Every line from the one containing "Query: floral tile accent" to the final line of the material below must be reproduced exactly; leave out all other lines.
-----
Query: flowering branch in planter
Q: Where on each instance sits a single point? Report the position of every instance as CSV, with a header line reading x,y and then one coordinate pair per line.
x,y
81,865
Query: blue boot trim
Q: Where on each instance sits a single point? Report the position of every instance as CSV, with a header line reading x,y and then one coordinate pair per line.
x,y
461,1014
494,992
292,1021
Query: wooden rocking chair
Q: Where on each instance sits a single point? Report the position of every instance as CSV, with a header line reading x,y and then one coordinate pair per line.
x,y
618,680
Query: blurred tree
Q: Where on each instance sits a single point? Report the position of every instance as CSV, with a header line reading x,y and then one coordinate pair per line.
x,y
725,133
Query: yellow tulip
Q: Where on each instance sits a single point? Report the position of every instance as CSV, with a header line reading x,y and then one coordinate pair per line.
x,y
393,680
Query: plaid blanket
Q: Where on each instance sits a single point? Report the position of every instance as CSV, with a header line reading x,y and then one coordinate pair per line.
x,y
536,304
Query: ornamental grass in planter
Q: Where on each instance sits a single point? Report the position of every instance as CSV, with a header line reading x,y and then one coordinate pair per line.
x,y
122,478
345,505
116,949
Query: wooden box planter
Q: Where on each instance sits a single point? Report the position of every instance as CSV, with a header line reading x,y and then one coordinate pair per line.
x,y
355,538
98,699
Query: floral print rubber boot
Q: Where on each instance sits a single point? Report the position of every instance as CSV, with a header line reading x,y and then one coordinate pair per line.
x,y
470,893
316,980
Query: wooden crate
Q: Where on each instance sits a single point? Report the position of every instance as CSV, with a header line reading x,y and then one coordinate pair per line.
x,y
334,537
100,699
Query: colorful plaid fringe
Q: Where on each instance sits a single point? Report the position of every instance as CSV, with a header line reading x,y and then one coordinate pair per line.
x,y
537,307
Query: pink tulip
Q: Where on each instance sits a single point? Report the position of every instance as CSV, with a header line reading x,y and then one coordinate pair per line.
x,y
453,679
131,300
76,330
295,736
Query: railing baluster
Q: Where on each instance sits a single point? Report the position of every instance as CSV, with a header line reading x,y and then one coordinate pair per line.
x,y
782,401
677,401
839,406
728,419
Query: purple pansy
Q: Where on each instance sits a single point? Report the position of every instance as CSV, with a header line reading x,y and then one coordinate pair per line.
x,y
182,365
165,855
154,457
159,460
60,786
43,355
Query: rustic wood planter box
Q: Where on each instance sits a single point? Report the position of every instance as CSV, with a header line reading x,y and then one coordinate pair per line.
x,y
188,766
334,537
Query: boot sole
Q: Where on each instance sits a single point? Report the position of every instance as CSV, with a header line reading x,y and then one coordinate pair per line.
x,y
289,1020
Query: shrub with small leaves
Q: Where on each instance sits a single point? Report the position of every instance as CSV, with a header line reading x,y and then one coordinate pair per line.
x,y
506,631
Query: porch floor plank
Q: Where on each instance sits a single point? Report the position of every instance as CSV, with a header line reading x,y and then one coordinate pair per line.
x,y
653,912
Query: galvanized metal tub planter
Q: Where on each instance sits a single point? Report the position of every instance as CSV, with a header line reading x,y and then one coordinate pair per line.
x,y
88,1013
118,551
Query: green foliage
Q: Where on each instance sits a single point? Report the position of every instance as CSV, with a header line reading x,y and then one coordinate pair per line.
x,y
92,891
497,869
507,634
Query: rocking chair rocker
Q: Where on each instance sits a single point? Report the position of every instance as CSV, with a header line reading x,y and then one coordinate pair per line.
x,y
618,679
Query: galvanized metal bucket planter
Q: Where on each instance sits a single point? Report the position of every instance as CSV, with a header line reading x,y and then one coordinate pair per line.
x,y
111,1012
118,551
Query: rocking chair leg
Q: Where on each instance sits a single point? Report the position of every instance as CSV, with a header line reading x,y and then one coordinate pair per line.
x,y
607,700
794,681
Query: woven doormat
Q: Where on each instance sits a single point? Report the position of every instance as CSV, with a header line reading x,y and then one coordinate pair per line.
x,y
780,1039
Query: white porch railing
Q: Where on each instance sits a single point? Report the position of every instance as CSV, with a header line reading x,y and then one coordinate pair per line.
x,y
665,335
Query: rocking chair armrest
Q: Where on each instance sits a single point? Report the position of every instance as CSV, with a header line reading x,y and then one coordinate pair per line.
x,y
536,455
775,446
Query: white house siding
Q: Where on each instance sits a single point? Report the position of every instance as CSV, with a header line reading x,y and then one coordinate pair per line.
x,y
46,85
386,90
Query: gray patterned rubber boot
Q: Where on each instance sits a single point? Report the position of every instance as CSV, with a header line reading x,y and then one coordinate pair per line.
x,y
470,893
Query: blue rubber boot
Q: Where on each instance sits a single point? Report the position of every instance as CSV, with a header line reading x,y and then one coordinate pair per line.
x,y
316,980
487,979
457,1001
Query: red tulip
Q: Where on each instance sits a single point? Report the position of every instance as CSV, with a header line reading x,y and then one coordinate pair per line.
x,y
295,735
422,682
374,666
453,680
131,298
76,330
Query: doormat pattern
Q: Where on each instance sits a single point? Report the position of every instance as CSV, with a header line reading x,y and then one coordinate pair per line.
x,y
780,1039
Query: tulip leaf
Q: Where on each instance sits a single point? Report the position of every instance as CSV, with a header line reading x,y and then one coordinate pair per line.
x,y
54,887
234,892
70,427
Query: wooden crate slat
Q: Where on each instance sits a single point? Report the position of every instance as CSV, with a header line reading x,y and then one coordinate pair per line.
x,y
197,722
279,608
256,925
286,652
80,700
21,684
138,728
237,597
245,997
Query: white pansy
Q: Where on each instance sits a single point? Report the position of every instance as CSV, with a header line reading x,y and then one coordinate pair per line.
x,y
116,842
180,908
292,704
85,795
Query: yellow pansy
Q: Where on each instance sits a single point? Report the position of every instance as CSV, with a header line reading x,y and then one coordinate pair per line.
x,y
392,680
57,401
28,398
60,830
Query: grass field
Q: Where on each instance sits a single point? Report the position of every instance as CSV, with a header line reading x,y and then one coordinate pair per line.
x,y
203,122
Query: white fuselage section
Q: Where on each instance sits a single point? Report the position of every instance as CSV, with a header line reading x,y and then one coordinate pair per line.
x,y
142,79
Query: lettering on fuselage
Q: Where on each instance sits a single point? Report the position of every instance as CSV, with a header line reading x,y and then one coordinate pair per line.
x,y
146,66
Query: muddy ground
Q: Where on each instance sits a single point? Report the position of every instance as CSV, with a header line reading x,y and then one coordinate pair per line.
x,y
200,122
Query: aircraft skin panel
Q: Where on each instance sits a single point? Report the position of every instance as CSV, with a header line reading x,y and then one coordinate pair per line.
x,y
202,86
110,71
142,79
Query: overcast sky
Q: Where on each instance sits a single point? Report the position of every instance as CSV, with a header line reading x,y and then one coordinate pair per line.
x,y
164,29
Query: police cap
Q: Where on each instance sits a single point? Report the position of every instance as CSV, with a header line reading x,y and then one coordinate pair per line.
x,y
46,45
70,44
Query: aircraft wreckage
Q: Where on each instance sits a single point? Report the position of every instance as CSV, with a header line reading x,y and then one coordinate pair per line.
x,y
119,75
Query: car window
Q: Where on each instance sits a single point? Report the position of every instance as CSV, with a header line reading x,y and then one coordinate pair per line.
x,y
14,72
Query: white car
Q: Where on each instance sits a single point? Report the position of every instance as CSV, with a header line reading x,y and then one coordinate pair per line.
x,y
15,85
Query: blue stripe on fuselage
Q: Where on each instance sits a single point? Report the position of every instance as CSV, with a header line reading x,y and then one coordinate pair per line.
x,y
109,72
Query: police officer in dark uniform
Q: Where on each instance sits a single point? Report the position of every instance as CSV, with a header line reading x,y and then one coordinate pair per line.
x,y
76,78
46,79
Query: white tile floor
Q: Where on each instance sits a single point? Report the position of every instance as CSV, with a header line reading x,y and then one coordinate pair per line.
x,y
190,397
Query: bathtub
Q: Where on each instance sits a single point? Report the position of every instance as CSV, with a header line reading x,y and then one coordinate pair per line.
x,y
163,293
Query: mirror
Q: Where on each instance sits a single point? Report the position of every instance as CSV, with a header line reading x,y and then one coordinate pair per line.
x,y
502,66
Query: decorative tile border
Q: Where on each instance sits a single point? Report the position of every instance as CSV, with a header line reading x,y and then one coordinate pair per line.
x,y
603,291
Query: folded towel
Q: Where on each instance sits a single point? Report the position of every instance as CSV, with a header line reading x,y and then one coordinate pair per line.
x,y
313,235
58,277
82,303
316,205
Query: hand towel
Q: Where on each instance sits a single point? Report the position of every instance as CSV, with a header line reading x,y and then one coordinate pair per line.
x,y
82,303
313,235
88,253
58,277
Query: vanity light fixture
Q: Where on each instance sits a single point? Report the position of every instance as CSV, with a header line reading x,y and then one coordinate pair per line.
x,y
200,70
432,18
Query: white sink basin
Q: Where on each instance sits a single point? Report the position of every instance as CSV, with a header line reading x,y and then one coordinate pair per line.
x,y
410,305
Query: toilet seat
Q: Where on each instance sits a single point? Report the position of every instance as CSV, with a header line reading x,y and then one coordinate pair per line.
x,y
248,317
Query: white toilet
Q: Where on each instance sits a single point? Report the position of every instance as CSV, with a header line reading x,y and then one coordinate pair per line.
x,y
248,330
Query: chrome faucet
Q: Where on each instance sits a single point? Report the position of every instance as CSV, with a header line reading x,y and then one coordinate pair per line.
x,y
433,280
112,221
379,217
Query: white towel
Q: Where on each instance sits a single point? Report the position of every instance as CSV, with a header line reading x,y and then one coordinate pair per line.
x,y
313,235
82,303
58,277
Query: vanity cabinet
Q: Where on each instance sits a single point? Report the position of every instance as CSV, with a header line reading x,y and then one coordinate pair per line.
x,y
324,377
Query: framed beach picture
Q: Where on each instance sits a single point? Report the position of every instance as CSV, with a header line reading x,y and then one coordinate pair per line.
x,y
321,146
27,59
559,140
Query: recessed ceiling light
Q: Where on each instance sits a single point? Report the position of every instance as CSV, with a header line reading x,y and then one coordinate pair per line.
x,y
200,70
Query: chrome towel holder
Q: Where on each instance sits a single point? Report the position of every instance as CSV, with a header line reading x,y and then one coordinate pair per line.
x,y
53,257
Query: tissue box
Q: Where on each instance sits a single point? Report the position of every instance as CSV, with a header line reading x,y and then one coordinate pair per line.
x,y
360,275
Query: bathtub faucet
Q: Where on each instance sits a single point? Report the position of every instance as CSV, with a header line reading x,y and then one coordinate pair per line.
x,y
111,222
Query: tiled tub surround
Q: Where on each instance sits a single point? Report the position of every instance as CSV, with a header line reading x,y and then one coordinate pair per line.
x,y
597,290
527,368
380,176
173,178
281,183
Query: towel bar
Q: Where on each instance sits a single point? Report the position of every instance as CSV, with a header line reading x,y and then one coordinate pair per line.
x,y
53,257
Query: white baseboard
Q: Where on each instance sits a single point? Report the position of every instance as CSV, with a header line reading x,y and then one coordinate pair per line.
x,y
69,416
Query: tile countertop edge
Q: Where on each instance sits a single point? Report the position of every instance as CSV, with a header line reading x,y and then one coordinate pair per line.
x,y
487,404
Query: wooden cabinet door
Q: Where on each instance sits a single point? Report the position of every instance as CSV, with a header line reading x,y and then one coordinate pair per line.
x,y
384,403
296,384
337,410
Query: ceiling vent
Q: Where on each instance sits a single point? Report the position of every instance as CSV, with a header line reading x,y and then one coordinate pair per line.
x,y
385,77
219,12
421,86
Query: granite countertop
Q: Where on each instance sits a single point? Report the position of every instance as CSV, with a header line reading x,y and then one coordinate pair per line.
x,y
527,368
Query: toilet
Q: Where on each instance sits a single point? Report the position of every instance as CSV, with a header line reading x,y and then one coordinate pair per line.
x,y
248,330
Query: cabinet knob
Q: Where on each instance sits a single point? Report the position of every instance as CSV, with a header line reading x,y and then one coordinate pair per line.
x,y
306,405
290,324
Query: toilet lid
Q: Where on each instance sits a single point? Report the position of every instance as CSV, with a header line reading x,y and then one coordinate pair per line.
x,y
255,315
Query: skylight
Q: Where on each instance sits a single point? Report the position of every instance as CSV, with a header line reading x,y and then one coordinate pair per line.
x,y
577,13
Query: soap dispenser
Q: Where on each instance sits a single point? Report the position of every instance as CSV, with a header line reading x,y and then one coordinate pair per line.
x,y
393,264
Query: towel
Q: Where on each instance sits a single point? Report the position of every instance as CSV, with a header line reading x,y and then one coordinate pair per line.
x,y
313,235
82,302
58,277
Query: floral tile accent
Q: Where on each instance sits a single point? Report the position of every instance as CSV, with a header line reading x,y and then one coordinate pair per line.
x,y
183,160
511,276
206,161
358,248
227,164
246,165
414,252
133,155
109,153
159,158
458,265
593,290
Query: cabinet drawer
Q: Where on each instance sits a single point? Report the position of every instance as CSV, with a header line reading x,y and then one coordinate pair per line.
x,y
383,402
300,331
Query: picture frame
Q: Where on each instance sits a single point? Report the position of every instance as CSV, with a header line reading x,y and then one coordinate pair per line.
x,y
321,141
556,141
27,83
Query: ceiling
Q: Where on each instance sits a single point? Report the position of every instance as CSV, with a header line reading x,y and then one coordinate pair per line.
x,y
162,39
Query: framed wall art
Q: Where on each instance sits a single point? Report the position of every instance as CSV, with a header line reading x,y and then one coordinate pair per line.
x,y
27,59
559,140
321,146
-----
## Result of this task
Query: floral tile accent
Q: Where on each instance sits a single point? Report the position of every instance as CSV, with a header line reading x,y and then one coordinate pair per line.
x,y
183,160
511,276
206,161
358,248
227,164
246,165
414,252
133,155
109,153
159,158
458,265
593,290
Query: cabinet drawer
Q: Where on each instance sits a single point? Report the position of every instance as CSV, with a header line reading x,y and then one coordinate pair per line.
x,y
383,402
300,331
Query: picture frame
Q: Where on each instance sits a single point? Report the position of every instance as CSV, with a header line reading x,y and then one coordinate pair per line.
x,y
321,141
556,141
27,83
Query: ceiling
Q: Where on each instance sits a single point? Report the position of every instance as CSV, with a header line reading x,y and then one coordinate pair per line.
x,y
162,39
Query: framed wall art
Q: Where on each instance sits a single point? Report the position of every instance as CSV, with a header line reading x,y and then one coordinate pair per line.
x,y
27,59
559,140
321,146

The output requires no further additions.